> _MATERI SUMBER_:
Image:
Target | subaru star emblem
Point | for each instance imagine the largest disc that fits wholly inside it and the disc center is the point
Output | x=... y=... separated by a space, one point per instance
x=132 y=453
--
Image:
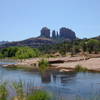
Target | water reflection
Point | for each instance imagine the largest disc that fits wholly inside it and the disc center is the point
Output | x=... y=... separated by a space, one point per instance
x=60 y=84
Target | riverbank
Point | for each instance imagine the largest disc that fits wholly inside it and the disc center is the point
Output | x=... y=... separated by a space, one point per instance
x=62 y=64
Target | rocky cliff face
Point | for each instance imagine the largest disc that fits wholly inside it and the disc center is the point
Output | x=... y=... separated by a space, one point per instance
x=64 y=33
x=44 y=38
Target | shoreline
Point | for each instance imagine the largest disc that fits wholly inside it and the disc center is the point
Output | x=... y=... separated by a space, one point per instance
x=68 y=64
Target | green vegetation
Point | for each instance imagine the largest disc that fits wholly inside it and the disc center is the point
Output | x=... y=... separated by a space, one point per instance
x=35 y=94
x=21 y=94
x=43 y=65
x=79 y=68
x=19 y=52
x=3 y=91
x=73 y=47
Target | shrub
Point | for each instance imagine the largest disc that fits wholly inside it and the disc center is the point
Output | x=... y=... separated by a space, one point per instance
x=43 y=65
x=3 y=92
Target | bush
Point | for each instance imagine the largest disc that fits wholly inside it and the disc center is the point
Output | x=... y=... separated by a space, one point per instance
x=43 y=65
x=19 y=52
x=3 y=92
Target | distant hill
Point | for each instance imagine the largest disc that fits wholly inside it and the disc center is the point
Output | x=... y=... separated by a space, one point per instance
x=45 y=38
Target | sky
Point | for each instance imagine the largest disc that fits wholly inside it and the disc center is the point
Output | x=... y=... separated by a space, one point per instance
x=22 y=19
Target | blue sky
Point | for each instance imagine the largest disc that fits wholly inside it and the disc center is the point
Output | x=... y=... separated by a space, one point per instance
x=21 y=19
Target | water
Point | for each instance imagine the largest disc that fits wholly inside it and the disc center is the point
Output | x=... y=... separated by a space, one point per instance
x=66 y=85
==
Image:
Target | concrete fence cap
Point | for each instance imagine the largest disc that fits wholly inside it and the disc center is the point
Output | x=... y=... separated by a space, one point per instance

> _PETUNJUK LATIHAN_: Temukan semua baris dalam daftar di atas yang mengandung kata "water", lalu salin baris-baris itu. Huruf besar dan huruf kecil dibedakan.

> _HASIL LATIHAN_:
Target | water reflection
Target | water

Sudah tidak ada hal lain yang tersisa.